## Given passage
If you’re still playing the waiting game with the summer weather, it’s probably time to cut your losses. Again, the temperatures struggled to graze 30 degrees this year, which does nothing to quell the temptation to look further afield in the future.

The snow is soon to deftly grace the northern half of the planet, bringing boundless possibilities to beginners and experts alike for some serious sporting fun: here are four of the best places to find the snow as we approach 2017.

Whistler Blackcomb – Canada
If snow sports were religion, as they are for a lot of people, then Whistler would be one of the great pilgrimage towns – an unquestionable rite of passage for followers looking to appease the mighty snow gods and earn positive karma points for skiing in the Great Beyond.

Snow is well-known to be the lifeblood of Canada and Whistler, 75 miles north of Vancouver, has it in abundance. The vast fields of snow atop Whistler and its sister mountain, Blackcomb, make up the largest ski resort in North America. The veins of the mountains run in long chutes of snow from head to toe; starting at peaks topping 2,000 metres and ending miles below at town-level.

Feet in running shoes on the background of snow-covered mountain landscape, view from the mountain cable car

There are more than 200 possible runs shared between Whistler and Blackcomb, all spanning the gamut of difficulties, from gentle slopes for the kids to the death-defying slaloms of Spanky’s Ladder and the Whistler Bowl, where even the chairlift to the start provides more than a tickle of adrenaline.

The most advanced courses have been well run by the world’s elite Alpine skiers who gathered in Whistler for the 2010 Winter Olympics to demonstrate their incredible abilities of staying alive on a terrain that was certainly never meant for humans.

Accordingly for a place designed for the Olympics, Whistler town gives off a very Olympic village vibe, with world-class resorts and eateries set amongst quaint Alpine-style housing. It is truly a town devoted entirely to the slopes.

Lhasa – Tibet
From a town designed for skiing to a city that never wanted anything to do with it. There was a time in Tibet where the borders were closed and the capital, Lhasa – ‘The Forbidden City’ – did its utmost to prohibit anyone from creating sport in the domains of the mountain gods.

For the locals, this was an order that was easily fulfilled; there was never an inherent desire to ride the snow amongst Tibetan people. But following the gradual influx of foreigners since the Chinese invasion, the potential, for better or for worse has been realised, and the wheels set in motion.

China announced in March this year its intention to build the world’s highest ski resort near Lhasa, with blueprints projecting a topping of the current record height of 4,516 metres above sea level, also held by China.

## Dataset entries
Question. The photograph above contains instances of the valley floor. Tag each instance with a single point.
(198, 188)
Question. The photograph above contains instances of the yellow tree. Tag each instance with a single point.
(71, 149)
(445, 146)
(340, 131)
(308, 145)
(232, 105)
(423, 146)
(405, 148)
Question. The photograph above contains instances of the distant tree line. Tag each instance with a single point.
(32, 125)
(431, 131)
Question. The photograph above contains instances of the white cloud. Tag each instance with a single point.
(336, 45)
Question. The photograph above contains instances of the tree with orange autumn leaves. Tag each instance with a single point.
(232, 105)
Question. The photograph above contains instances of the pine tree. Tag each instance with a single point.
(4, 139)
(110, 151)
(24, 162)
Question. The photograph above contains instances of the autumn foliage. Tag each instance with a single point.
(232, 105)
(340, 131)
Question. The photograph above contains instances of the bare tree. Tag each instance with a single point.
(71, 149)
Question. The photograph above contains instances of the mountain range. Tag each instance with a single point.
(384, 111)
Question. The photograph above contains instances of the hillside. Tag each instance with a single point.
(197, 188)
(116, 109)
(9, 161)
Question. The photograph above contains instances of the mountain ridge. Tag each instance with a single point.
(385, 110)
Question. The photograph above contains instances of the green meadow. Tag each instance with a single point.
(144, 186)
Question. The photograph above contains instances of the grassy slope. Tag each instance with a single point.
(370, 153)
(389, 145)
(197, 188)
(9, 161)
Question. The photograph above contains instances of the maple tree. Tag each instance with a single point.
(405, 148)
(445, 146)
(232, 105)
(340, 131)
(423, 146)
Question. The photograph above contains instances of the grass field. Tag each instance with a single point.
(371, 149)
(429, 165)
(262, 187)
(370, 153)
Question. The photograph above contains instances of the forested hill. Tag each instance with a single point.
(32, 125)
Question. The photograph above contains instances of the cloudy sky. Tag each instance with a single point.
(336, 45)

## Task list
A – Translate this sentence from the ski destinations article into Spanish: "It is truly a town devoted entirely to the slopes."
B – List every number written in digits in the ski destinations article.
C – From the ski destinations article, print the stretch from "For the locals, this" through "set in motion.".
Work only from the ski destinations article.

## Responses in order
A – Es realmente un pueblo dedicado por completo a las pistas.

B – 30, 2017, 75, 2,000, 200, 2010, 4,516

C –
For the locals, this was an order that was easily fulfilled; there was never an inherent desire to ride the snow amongst Tibetan people. But following the gradual influx of foreigners since the Chinese invasion, the potential, for better or for worse has been realised, and the wheels set in motion.